PROMPT A: Arrange the records from the line containing "Each instance receives one point. Mark the wild hare" through the last line of the records, inclusive, as a JSON list of strings with one string per line, leaving out blank lines.

PAGE:
### CAT Online Coaching - Permutation and Combination, Fixing the Errors

This post had given a series of
questions with incorrect solutions. Given below are the "debugged"
solutions to the first three questions.

1. Five
boys need to be allotted to 4 different rooms such that each boy is allotted a
room and no room is empty. In how many ways can this be done?

**Given solution**

Let the
boys be A, B, C, D and E. Let the rooms be 101, 102, 103 and 104. Now, we know
that exactly one room will have two occupants. First, let us try to send 4 boys
to 4 rooms, we can worry about the fifth occupant later on. Let us select 4 out
of the 5 boys first. This can be done in 5C4 ways. Now, these 4 can be allotted
to 4 different rooms in 4! ways. So, 4 boys in 4 rooms can be done in 5C4 * 4!
= 5 * 24 = 120 ways.

Now, the
fifth boy has to go into one of the rooms. He can do this in 4 ways as there
are 4 different rooms available. So, total number of outcomes = 120 * 4 = 480.

**Bug in the solution:**

We end up
double-counting here.

A, B, C
and D could be allotted rooms 101, 102, 103 and 104 in that order. Post this, E
could “double-up” with A. So, we would have A and E in 101, B in 102, C in 103
and D in 104.

In
another scenario, E, B, C, D could be allotted 101, 102, 103 and 104 in that
order. Post this, A could “double-up” with E. So, we would have A and E in 101,
B in 102, C in 103 and D in 104.

The two
scenarios mentioned above are identical. However, we end up counting both. This
is the reason for the double count.

Note that
in our method, we end up having a ‘first’ occupant for a room and a ‘second’
occupant. We say, A goes into room number 101 and then E ‘joins’ him. The moment
you do that, ‘order’ creeps in. We end up factoring in order when we shouldn’t.

**Correct solution:**

The boys
should be allotted into rooms as 2 + 1 + 1 + 1. As in, exactly one room has 2
occupants. Some two guys have to be room-mates. Let us first select these two
room-mates. This can be done in

^{5}C_{2}ways. After we have selected these two room-mates, we practically need to just allot these 4 ‘groups’ into 4 rooms. This can be done in 4! Ways.

PROMPT B: Rewrite the permutation post from "solutions to the" to "this be done?", swapping in "girls" wherever "boys" appears.

DATA LISTING:
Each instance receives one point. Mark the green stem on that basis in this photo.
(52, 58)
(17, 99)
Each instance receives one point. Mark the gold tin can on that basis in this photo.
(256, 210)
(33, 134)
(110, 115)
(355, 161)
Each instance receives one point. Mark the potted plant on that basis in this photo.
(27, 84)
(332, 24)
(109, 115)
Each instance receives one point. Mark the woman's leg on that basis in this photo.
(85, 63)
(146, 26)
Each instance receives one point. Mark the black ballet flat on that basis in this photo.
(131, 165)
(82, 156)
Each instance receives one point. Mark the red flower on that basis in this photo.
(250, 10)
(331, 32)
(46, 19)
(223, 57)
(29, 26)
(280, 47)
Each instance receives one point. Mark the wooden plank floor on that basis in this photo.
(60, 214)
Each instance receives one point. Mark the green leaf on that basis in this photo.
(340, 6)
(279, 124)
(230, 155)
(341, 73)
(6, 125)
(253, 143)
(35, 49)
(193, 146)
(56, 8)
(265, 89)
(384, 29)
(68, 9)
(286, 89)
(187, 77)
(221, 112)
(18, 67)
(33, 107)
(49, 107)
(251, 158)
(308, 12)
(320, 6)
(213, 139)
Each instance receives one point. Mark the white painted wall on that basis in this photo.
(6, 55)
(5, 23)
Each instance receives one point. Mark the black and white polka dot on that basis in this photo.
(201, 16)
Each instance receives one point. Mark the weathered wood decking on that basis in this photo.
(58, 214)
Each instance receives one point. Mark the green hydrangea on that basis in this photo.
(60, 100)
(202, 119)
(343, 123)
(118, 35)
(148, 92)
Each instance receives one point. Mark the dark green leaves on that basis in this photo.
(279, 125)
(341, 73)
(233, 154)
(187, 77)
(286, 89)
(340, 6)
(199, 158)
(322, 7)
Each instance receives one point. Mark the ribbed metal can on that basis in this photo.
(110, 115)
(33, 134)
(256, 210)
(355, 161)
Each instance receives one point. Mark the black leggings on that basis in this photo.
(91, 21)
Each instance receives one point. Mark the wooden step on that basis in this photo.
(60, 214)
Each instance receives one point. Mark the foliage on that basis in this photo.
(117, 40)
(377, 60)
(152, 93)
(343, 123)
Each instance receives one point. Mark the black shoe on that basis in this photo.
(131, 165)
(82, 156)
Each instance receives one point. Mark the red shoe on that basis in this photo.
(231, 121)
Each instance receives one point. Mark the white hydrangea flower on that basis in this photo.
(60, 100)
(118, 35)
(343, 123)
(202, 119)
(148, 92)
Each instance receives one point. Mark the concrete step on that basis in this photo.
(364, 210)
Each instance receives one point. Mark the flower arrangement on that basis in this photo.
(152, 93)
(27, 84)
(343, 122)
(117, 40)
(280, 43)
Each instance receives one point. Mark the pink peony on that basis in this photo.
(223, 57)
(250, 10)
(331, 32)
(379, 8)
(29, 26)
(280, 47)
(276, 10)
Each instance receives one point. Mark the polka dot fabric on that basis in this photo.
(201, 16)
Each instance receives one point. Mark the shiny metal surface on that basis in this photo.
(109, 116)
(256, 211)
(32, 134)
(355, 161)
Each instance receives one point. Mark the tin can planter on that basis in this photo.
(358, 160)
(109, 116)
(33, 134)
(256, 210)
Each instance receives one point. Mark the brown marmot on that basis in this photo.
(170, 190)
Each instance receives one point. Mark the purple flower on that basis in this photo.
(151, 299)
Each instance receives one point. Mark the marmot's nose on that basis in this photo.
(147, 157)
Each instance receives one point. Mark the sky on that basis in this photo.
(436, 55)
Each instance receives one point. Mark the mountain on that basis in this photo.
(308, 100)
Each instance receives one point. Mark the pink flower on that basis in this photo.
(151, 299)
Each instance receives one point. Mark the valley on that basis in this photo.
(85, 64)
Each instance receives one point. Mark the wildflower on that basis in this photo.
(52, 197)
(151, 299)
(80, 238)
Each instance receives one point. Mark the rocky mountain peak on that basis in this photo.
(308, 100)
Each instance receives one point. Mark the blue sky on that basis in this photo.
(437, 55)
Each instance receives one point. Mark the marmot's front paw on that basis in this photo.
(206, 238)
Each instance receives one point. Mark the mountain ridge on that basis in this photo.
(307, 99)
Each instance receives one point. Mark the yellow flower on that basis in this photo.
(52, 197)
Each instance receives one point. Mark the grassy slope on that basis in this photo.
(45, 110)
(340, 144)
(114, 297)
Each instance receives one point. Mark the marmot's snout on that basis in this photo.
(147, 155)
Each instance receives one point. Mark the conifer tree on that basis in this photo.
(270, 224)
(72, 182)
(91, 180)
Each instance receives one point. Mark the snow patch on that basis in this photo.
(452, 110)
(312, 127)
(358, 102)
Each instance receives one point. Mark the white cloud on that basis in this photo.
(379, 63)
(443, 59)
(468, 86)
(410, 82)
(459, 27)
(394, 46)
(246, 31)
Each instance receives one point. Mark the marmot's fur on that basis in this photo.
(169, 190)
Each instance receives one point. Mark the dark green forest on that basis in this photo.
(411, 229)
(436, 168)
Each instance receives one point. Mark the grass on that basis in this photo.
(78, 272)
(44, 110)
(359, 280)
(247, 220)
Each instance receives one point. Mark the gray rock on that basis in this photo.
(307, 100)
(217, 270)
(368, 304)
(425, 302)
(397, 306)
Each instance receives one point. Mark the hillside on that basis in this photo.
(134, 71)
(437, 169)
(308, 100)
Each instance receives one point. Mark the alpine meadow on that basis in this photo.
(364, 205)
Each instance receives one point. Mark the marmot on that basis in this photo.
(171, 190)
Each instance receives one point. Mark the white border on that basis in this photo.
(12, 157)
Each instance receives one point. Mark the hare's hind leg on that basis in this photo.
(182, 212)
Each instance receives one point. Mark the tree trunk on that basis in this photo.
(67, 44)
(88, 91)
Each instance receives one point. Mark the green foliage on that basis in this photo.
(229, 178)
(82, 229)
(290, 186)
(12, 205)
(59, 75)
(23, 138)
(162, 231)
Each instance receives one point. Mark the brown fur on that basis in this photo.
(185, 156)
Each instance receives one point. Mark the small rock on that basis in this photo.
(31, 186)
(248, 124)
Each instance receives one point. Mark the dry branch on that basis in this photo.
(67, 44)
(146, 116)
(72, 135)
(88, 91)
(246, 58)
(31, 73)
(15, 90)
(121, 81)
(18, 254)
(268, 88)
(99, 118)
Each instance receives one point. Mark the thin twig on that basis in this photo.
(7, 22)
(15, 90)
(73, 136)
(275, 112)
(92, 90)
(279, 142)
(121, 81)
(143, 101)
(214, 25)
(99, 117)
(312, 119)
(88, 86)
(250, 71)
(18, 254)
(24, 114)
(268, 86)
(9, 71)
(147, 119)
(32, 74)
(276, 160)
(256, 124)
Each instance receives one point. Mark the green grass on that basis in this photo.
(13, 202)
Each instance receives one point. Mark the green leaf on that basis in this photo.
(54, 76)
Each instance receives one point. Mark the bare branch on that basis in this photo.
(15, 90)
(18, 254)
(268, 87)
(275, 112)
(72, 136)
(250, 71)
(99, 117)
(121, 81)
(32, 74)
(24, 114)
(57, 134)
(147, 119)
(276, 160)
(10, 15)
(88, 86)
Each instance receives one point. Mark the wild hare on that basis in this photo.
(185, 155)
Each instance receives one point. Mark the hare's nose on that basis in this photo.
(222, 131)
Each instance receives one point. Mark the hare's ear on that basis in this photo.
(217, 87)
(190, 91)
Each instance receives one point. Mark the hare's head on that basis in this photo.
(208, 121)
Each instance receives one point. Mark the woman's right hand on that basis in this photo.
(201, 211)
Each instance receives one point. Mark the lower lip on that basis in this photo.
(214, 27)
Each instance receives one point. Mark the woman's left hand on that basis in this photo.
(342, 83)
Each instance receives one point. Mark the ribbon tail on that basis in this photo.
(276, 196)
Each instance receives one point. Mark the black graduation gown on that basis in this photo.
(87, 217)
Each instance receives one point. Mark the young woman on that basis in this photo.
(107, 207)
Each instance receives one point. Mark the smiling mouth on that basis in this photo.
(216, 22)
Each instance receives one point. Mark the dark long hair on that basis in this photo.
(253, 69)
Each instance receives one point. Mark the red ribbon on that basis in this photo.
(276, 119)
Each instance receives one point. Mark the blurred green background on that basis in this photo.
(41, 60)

CORRECT ANSWER A:
[
  "Each instance receives one point. Mark the wild hare on that basis in this photo.",
  "(185, 155)",
  "Each instance receives one point. Mark the hare's nose on that basis in this photo.",
  "(222, 131)",
  "Each instance receives one point. Mark the hare's ear on that basis in this photo.",
  "(217, 87)",
  "(190, 91)",
  "Each instance receives one point. Mark the hare's head on that basis in this photo.",
  "(208, 121)",
  "Each instance receives one point. Mark the woman's right hand on that basis in this photo.",
  "(201, 211)",
  "Each instance receives one point. Mark the lower lip on that basis in this photo.",
  "(214, 27)",
  "Each instance receives one point. Mark the woman's left hand on that basis in this photo.",
  "(342, 83)",
  "Each instance receives one point. Mark the ribbon tail on that basis in this photo.",
  "(276, 196)",
  "Each instance receives one point. Mark the black graduation gown on that basis in this photo.",
  "(87, 217)",
  "Each instance receives one point. Mark the young woman on that basis in this photo.",
  "(107, 207)",
  "Each instance receives one point. Mark the smiling mouth on that basis in this photo.",
  "(216, 22)",
  "Each instance receives one point. Mark the dark long hair on that basis in this photo.",
  "(253, 69)",
  "Each instance receives one point. Mark the red ribbon on that basis in this photo.",
  "(276, 119)",
  "Each instance receives one point. Mark the blurred green background on that basis in this photo.",
  "(41, 60)"
]

CORRECT ANSWER B:
solutions to the first three questions.

1. Five
girls need to be allotted to 4 different rooms such that each boy is allotted a
room and no room is empty. In how many ways can this be done?